BEGIN Excerpted records
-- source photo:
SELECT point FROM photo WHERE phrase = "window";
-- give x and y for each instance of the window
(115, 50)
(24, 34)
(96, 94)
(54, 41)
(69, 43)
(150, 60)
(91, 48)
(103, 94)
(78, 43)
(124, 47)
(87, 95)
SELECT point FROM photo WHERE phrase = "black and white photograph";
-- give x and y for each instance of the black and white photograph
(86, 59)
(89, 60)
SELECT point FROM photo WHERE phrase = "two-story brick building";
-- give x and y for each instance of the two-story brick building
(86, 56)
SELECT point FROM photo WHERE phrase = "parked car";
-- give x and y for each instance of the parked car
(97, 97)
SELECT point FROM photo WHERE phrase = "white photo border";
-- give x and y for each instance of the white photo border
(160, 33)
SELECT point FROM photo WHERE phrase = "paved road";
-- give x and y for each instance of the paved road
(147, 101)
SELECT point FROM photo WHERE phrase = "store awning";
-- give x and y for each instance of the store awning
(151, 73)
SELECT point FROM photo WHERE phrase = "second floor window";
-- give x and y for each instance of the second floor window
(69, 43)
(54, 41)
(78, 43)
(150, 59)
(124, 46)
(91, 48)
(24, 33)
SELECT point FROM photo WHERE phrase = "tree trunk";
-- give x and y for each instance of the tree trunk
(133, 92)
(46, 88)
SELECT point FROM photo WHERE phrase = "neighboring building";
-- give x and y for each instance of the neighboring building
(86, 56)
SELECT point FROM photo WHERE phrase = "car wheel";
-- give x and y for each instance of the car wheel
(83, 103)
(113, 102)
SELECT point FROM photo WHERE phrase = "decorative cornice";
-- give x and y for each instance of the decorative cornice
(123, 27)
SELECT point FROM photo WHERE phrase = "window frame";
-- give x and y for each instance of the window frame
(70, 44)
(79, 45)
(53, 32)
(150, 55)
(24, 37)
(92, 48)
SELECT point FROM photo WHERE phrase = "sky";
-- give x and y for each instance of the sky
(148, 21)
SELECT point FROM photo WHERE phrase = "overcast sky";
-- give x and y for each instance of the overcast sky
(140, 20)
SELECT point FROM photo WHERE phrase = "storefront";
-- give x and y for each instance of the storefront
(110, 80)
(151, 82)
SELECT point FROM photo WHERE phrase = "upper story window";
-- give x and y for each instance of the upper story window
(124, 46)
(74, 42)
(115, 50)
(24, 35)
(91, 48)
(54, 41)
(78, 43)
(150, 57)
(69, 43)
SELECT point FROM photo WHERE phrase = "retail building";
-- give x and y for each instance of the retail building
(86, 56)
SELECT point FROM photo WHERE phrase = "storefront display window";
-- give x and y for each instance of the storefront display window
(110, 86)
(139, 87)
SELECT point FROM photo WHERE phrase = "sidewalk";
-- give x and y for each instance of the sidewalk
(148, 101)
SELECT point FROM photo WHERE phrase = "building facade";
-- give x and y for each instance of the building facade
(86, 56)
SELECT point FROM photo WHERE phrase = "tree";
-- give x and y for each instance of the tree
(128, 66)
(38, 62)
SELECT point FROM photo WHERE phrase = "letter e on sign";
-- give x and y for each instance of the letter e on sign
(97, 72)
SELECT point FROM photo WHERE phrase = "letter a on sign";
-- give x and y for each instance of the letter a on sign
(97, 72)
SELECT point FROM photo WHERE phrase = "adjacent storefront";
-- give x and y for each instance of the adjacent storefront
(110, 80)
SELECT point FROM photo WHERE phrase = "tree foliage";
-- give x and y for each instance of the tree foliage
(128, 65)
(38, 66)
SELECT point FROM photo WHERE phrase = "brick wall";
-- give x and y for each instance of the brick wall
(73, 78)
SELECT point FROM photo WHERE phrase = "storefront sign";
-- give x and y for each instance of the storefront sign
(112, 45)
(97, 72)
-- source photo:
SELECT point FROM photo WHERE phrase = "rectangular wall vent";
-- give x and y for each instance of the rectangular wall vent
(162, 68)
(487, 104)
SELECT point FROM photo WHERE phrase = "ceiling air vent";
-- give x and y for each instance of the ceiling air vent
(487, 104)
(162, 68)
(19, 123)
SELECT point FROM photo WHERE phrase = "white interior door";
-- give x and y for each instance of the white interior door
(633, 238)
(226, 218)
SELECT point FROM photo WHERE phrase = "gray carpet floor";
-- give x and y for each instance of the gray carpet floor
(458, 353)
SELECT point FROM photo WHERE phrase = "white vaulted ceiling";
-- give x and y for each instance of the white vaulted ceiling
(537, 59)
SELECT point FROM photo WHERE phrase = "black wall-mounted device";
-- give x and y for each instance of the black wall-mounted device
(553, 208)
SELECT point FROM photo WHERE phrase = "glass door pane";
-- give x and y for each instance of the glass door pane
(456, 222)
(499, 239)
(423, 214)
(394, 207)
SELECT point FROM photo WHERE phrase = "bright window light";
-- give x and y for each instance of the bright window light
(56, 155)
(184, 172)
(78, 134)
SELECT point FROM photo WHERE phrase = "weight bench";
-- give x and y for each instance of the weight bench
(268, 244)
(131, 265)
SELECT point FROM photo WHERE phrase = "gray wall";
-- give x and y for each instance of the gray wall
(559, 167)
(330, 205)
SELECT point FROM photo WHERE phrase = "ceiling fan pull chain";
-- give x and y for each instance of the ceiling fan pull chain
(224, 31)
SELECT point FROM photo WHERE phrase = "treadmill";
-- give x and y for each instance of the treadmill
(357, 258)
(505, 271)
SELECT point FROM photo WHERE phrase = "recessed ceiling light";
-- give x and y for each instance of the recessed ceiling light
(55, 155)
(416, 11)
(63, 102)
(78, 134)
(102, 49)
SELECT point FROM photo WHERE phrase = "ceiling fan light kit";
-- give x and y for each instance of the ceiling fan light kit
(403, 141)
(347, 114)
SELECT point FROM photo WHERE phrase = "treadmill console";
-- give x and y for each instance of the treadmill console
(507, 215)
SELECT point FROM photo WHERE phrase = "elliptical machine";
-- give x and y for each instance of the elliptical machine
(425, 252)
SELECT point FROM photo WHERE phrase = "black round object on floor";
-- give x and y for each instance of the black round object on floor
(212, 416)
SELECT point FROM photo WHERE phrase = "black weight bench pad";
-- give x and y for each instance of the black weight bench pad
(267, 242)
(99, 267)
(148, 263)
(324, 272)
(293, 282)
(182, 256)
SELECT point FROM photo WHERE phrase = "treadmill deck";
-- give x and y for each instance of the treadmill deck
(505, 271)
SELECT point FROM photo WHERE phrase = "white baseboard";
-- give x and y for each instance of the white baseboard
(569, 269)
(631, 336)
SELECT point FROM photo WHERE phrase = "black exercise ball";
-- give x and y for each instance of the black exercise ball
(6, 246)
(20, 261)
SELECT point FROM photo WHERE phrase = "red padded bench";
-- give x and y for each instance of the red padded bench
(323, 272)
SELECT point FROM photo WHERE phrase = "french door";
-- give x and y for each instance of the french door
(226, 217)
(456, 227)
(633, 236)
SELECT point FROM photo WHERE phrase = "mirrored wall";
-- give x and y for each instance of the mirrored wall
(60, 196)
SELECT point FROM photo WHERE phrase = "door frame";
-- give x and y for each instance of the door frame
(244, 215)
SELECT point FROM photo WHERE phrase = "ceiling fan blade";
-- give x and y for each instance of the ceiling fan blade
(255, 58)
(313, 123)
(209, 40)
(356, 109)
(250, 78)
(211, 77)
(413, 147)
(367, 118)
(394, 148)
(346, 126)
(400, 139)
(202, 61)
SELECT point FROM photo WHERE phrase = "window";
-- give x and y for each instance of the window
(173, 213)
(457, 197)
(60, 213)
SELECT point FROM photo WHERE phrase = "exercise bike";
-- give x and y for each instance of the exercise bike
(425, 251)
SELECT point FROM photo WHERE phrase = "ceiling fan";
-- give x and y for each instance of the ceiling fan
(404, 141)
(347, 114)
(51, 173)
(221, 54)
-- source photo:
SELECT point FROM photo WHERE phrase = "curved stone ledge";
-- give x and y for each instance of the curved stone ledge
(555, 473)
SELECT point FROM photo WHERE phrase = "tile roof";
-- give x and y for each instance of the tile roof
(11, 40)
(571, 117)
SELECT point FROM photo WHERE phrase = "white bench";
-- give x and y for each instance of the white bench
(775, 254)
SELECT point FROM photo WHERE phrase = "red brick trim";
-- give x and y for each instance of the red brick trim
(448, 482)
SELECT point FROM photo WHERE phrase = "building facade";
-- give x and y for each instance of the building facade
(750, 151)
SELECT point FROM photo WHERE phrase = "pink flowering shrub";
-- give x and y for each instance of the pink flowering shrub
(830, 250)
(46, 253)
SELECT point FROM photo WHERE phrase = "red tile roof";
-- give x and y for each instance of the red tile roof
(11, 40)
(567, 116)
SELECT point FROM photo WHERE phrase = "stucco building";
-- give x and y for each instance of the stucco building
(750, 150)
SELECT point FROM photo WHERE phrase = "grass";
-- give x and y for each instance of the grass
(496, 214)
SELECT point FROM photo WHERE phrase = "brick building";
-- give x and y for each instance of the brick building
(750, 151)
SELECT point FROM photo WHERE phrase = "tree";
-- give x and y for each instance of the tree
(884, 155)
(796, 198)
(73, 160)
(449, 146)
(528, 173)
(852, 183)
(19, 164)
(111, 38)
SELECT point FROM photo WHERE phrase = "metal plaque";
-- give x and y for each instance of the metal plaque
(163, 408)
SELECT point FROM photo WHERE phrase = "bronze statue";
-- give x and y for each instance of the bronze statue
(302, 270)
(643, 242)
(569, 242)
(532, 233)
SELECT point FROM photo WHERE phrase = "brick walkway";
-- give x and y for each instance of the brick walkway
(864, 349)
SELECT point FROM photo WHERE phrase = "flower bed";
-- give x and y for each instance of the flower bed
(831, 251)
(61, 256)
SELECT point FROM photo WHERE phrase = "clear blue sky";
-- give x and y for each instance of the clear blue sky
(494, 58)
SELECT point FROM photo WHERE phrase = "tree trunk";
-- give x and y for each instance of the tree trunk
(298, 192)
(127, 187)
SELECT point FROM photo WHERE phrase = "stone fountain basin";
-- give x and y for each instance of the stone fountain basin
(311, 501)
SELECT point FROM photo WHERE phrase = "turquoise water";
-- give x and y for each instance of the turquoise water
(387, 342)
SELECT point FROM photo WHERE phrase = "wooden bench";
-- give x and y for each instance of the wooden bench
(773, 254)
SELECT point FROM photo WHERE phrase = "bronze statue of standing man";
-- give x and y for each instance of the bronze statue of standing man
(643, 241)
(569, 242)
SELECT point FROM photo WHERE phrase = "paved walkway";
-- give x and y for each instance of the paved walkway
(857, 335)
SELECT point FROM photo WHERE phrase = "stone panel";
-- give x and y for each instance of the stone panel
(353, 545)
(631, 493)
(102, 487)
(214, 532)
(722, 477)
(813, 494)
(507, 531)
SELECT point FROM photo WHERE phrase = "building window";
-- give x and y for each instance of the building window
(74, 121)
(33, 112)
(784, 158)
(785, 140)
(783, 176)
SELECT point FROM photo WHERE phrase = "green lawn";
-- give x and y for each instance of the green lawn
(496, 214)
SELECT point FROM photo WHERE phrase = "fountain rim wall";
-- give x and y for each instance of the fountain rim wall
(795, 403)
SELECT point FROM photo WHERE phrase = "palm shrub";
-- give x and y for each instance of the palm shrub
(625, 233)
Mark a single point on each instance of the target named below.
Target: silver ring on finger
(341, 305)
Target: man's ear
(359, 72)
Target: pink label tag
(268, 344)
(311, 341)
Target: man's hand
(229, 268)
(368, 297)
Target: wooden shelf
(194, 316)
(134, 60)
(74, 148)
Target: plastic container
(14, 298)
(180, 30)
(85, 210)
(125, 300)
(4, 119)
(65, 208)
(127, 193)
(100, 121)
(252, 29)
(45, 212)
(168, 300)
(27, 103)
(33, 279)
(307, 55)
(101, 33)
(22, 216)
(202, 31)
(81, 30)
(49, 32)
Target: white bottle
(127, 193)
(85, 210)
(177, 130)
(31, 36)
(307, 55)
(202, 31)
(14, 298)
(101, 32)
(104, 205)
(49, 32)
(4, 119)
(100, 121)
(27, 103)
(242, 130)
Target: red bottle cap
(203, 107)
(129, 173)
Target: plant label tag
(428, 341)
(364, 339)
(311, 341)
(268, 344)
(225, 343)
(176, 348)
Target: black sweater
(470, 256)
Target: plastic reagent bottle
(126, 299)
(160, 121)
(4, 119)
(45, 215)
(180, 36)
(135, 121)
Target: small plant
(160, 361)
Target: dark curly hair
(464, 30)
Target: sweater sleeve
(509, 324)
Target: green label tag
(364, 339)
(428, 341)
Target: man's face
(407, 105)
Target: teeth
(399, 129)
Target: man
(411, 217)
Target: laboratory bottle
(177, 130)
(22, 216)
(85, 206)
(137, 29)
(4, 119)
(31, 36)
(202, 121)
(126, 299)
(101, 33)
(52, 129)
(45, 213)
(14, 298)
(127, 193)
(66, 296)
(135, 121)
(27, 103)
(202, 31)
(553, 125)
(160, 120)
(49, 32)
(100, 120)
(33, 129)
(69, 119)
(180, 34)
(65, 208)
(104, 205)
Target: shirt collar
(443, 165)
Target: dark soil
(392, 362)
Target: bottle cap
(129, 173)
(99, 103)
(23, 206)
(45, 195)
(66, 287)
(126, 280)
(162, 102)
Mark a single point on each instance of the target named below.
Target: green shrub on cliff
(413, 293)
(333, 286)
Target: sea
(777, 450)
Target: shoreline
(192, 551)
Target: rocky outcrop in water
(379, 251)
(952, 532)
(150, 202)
END Excerpted records
Work request ▸ Give back exactly the lines from the one with "Target: dark curly hair" through the final line of the material, both ends included, and no others.

Answer below ▸
Target: dark curly hair
(464, 30)
Target: sweater sleeve
(509, 324)
Target: green label tag
(364, 339)
(428, 341)
Target: man's face
(407, 105)
Target: teeth
(399, 129)
Target: man
(411, 217)
Target: laboratory bottle
(177, 130)
(22, 216)
(85, 206)
(137, 29)
(4, 119)
(31, 36)
(202, 121)
(126, 299)
(101, 33)
(52, 129)
(45, 213)
(14, 298)
(127, 193)
(66, 296)
(135, 121)
(27, 103)
(202, 31)
(553, 125)
(160, 120)
(49, 32)
(100, 120)
(33, 129)
(69, 119)
(180, 34)
(65, 208)
(104, 205)
Target: shirt collar
(443, 165)
Target: dark soil
(392, 362)
Target: bottle cap
(129, 173)
(99, 103)
(23, 206)
(45, 195)
(66, 287)
(126, 280)
(162, 102)
Mark a single point on each instance of the target named below.
Target: green shrub on cliff
(413, 293)
(333, 286)
Target: sea
(777, 450)
Target: shoreline
(192, 551)
Target: rocky outcrop in water
(379, 251)
(952, 532)
(150, 202)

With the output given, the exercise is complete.